◆ Required action: Your answer should be the lines from the one containing "path, one per animal or object that matches." through the final line below, copied exactly.
####################
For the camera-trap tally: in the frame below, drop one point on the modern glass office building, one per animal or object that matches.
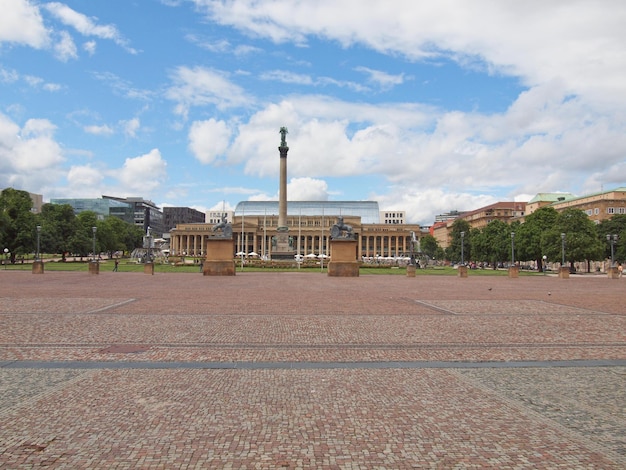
(102, 207)
(368, 211)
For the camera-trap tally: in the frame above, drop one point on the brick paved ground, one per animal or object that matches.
(295, 370)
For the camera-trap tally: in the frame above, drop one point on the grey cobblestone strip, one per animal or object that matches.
(308, 365)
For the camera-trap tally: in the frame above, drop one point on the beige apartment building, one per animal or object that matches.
(479, 218)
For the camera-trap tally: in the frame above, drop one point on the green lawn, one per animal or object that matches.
(127, 266)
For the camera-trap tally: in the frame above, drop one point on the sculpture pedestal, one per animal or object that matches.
(282, 250)
(38, 267)
(94, 267)
(148, 268)
(343, 261)
(219, 257)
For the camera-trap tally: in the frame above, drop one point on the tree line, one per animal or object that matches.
(545, 232)
(61, 231)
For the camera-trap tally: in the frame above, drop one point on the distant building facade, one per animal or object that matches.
(173, 216)
(102, 207)
(392, 217)
(255, 223)
(146, 214)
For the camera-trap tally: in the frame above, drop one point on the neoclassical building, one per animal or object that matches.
(256, 222)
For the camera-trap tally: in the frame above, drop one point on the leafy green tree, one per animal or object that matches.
(17, 222)
(453, 252)
(581, 239)
(429, 245)
(81, 242)
(528, 235)
(492, 243)
(616, 225)
(58, 226)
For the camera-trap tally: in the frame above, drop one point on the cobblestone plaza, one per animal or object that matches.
(301, 370)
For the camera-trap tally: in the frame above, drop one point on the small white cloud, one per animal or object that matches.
(307, 189)
(131, 127)
(99, 130)
(384, 80)
(21, 22)
(90, 47)
(208, 140)
(84, 176)
(200, 86)
(142, 174)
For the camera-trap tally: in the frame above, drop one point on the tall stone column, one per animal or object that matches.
(282, 248)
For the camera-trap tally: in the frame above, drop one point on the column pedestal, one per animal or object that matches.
(94, 267)
(38, 267)
(219, 257)
(343, 261)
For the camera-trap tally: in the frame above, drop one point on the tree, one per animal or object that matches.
(528, 235)
(17, 230)
(616, 225)
(581, 239)
(429, 245)
(58, 226)
(453, 252)
(81, 242)
(492, 243)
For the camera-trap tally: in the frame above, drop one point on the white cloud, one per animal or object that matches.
(85, 25)
(85, 178)
(200, 86)
(143, 174)
(384, 80)
(208, 140)
(30, 158)
(307, 189)
(131, 127)
(578, 41)
(65, 49)
(99, 130)
(21, 23)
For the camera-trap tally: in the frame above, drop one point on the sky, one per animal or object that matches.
(423, 106)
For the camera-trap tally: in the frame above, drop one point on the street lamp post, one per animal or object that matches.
(512, 248)
(612, 239)
(462, 247)
(94, 229)
(38, 237)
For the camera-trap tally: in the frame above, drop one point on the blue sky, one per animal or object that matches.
(424, 106)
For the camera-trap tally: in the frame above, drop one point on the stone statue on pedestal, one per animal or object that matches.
(224, 229)
(340, 230)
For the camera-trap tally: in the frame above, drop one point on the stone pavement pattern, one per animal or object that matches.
(326, 391)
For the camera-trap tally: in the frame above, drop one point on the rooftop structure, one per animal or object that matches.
(368, 211)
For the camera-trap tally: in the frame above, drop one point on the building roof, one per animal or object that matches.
(367, 210)
(550, 197)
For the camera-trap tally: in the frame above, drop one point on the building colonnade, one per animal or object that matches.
(307, 238)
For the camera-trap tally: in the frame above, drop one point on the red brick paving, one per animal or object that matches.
(540, 417)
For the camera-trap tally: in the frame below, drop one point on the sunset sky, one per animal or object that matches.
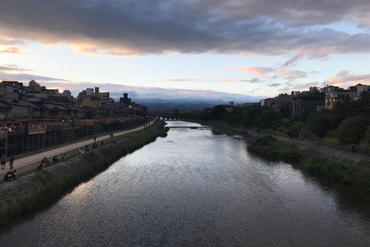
(196, 49)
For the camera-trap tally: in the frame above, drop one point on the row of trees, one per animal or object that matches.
(348, 121)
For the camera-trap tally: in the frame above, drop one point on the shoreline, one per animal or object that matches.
(28, 192)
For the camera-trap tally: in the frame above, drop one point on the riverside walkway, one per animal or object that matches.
(36, 158)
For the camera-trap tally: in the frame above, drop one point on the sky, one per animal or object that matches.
(193, 50)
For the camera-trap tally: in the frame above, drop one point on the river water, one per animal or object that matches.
(197, 188)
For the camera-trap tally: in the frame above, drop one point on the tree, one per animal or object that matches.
(321, 126)
(268, 118)
(218, 112)
(352, 130)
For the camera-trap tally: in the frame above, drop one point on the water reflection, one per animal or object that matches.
(195, 188)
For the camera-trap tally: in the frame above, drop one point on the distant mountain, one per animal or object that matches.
(158, 108)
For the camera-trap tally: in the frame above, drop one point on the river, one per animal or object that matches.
(197, 187)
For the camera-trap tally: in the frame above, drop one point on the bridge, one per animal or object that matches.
(168, 117)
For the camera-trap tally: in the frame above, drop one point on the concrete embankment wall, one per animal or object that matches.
(29, 191)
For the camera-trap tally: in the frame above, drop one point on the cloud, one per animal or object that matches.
(344, 78)
(13, 50)
(343, 73)
(306, 86)
(11, 68)
(146, 94)
(25, 76)
(190, 79)
(126, 27)
(253, 80)
(255, 70)
(292, 74)
(294, 59)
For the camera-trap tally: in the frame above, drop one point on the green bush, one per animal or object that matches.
(352, 130)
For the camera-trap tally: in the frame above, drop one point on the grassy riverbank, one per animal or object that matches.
(270, 148)
(26, 193)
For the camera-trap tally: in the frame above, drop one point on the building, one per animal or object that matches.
(313, 98)
(125, 100)
(269, 102)
(332, 93)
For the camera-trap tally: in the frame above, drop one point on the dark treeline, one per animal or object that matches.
(347, 123)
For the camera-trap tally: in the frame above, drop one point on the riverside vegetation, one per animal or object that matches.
(346, 124)
(274, 150)
(28, 192)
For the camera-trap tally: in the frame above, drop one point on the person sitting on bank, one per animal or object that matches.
(11, 162)
(55, 159)
(45, 161)
(3, 161)
(15, 175)
(8, 176)
(63, 157)
(40, 168)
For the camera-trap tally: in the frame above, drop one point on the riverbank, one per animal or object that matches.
(273, 149)
(26, 193)
(344, 166)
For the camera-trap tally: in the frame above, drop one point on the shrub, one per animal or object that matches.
(352, 130)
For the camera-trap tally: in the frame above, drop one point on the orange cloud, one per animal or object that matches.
(14, 50)
(190, 79)
(255, 70)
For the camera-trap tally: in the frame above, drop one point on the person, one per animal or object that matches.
(55, 159)
(11, 162)
(3, 161)
(8, 176)
(45, 161)
(15, 175)
(63, 157)
(40, 168)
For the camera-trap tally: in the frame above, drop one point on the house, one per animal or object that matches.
(306, 99)
(12, 89)
(332, 93)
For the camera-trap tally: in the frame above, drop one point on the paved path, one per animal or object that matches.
(36, 158)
####################
◆ Result for this exercise:
For the camera-trap tally: in the frame above, drop one point on the paved path, one per animal or object that matches.
(36, 158)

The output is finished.